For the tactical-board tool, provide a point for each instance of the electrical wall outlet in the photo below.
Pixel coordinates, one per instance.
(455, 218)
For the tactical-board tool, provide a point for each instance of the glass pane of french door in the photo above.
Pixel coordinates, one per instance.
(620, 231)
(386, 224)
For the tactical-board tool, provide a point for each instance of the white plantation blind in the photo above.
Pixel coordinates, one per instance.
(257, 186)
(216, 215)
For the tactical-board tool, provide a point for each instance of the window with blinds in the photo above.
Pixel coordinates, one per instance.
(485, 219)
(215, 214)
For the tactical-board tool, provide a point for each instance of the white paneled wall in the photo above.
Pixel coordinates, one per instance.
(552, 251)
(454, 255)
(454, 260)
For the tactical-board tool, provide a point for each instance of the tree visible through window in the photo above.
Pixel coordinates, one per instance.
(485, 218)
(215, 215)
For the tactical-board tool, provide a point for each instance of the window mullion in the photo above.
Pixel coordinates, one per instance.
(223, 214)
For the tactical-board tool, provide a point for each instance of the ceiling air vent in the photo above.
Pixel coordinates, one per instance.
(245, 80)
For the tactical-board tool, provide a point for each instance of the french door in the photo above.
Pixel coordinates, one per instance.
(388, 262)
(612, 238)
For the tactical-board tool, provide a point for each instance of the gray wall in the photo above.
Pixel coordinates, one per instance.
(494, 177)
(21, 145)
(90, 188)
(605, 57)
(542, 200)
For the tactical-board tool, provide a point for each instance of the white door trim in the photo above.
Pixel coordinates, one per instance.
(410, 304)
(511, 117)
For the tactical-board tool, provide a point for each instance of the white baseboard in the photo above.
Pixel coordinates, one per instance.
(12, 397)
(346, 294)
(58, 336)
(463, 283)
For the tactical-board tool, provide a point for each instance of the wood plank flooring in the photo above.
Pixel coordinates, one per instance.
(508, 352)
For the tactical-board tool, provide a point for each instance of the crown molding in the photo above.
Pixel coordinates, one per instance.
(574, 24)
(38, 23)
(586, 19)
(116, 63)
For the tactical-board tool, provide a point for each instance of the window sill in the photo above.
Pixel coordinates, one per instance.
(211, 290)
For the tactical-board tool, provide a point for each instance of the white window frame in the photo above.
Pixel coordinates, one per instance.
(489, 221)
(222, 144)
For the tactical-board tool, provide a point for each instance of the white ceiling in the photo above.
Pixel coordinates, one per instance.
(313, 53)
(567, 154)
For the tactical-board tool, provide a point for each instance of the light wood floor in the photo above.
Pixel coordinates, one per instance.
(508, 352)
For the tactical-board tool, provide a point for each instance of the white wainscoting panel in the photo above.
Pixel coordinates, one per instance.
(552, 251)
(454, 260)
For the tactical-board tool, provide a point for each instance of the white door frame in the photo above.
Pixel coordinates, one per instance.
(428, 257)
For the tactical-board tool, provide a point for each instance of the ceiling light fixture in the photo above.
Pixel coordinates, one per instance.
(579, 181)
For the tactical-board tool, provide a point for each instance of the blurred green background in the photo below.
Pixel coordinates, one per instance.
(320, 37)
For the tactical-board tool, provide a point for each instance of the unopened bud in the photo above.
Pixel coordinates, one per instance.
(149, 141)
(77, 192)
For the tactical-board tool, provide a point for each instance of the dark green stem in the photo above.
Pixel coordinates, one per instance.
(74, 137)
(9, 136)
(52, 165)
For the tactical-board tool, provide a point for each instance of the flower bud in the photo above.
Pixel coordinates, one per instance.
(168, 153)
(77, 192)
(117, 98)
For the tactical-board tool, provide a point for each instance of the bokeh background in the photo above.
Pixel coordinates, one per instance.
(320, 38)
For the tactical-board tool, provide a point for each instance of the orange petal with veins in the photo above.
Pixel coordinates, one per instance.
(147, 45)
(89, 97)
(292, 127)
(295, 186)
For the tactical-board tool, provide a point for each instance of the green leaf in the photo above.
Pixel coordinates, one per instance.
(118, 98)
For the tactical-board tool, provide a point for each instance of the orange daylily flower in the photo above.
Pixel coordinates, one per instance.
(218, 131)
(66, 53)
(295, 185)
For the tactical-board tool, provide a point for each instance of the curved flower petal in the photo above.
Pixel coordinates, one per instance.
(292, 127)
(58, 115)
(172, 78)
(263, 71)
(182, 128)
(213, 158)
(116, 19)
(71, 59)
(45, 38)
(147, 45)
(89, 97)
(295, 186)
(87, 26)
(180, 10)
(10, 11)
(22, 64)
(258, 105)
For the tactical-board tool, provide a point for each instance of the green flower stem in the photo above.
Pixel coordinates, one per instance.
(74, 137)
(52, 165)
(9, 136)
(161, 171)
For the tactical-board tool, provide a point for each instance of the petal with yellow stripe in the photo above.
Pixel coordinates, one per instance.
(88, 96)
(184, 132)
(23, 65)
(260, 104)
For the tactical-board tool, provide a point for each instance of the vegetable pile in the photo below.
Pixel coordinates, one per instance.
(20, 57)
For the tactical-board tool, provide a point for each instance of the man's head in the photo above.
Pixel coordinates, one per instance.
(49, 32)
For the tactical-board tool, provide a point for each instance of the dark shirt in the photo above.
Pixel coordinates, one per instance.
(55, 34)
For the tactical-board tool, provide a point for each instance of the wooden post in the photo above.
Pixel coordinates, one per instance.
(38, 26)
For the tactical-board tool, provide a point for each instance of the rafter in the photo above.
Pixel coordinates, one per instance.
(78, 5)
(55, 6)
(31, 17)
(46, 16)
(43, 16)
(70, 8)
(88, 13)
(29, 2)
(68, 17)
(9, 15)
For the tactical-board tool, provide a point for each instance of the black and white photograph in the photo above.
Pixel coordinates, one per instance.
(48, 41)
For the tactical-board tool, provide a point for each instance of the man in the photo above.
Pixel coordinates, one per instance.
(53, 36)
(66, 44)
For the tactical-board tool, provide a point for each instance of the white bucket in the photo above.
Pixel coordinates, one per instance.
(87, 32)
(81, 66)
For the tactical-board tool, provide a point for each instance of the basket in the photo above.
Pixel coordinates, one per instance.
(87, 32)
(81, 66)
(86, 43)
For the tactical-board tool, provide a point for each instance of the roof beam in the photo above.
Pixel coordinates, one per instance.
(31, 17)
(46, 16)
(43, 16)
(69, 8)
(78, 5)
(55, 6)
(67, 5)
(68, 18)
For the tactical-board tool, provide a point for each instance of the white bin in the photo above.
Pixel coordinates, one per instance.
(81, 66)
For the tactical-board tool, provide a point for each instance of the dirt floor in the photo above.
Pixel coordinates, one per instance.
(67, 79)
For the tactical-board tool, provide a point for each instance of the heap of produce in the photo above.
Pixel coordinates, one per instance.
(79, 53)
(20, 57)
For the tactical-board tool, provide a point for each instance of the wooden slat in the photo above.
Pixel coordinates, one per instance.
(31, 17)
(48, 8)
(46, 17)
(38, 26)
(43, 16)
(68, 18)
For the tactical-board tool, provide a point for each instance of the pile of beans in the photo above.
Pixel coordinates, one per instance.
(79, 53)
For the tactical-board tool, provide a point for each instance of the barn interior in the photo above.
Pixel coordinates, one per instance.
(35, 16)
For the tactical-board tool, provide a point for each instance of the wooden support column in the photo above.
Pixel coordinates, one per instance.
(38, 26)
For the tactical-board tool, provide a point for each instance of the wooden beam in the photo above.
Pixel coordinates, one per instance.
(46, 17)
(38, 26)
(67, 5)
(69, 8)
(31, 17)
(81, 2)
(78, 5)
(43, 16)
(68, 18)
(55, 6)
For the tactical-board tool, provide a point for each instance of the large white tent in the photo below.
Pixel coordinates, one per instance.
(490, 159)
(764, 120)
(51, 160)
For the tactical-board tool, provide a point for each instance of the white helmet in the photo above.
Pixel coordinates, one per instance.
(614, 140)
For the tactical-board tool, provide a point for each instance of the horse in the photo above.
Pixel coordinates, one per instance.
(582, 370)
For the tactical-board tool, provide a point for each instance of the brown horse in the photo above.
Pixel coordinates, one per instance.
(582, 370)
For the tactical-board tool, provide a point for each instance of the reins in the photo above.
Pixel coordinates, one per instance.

Do this
Copy only this span: the line that contains "helmet in the photo above.", the last line, and every line between them.

Result for this task
For the tactical-board tool, provide a point for each instance of the white helmet in the photo above.
Pixel coordinates, one per instance.
(614, 140)
For the tactical-board tool, provide a point for each instance of the horse in the photo above.
Pixel coordinates, one per instance.
(582, 370)
For the tactical-board tool, provide a point for each instance of the brown horse in the photo above.
Pixel coordinates, one per instance.
(582, 370)
For the tactical-board tool, provide a point for each instance of the reins in the photo above.
Pixel coordinates, one per instance.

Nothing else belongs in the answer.